◆ Information given:
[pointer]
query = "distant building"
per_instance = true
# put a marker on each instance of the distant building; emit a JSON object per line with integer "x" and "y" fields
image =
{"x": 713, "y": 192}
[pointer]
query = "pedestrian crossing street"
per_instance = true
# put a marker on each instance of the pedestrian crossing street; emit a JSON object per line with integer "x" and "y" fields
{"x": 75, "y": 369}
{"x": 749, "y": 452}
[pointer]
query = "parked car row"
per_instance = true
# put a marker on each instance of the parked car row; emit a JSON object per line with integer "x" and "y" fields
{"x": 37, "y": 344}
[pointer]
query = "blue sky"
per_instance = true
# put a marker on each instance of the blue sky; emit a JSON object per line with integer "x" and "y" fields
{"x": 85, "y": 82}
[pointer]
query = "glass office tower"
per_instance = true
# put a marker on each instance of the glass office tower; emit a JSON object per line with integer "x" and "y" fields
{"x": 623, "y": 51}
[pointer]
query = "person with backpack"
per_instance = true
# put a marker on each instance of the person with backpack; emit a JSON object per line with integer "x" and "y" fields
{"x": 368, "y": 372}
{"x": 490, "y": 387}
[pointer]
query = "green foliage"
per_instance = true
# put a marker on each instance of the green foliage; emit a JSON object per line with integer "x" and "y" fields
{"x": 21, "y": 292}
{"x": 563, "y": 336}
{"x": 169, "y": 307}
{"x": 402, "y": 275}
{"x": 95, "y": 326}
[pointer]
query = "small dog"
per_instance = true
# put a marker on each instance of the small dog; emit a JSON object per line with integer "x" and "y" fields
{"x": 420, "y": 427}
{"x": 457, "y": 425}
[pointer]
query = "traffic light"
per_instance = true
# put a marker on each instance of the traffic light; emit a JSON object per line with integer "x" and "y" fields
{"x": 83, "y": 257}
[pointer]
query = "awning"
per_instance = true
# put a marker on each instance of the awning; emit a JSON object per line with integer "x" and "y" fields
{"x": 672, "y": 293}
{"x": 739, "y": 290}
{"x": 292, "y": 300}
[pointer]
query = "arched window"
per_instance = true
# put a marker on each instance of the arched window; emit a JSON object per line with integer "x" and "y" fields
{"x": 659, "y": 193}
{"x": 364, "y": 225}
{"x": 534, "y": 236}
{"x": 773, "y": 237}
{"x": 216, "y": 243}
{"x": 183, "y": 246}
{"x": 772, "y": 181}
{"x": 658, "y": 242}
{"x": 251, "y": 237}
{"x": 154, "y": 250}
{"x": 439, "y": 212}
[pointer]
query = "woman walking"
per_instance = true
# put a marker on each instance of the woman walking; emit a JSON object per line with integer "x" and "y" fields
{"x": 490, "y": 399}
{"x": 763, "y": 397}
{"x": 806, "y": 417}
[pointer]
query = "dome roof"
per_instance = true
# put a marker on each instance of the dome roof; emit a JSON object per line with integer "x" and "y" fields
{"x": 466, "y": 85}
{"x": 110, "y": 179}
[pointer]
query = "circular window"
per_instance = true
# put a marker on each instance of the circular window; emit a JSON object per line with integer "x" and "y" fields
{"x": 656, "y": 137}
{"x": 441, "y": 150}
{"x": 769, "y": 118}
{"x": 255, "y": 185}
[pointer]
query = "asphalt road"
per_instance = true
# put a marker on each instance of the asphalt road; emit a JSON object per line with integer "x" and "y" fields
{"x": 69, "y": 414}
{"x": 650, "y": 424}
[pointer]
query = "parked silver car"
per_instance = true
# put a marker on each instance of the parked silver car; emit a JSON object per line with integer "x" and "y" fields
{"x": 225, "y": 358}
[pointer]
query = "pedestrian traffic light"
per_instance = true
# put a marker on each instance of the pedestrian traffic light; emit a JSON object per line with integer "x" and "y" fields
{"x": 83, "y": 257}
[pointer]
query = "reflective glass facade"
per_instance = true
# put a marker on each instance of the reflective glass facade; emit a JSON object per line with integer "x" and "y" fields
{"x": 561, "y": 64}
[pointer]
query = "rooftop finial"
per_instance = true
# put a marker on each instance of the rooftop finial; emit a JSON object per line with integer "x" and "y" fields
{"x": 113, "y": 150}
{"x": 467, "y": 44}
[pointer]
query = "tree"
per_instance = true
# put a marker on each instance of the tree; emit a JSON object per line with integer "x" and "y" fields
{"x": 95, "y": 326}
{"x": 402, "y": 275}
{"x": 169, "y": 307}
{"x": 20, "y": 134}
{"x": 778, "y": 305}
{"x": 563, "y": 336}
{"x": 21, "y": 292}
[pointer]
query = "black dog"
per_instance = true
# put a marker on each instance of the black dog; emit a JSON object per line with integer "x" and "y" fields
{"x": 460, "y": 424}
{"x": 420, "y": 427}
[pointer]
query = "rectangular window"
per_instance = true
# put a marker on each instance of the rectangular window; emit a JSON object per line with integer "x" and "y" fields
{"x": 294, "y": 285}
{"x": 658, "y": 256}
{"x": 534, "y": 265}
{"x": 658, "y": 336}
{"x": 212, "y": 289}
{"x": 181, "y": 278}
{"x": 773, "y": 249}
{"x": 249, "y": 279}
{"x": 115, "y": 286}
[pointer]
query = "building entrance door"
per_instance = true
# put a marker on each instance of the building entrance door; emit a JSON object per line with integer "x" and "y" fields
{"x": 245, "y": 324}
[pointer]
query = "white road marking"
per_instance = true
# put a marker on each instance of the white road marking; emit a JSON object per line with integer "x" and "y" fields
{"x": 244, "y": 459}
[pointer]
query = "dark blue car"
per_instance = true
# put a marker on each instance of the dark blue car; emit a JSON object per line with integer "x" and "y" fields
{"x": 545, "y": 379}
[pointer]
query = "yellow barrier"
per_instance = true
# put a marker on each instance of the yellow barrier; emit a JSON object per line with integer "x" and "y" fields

◆ Exercise details: Would you copy out exactly the lines from the one holding "# put a marker on each instance of the dark" through the end of the entries above, both ends included?

◆ Result:
# put a marker on each instance of the dark blue car; emit a JSON object per line with integer "x" and "y" fields
{"x": 545, "y": 379}
[pointer]
query = "yellow barrier"
per_instance = true
# put a marker on each instance of the yellow barrier; emit a JSON object per line with integer "x" and "y" fields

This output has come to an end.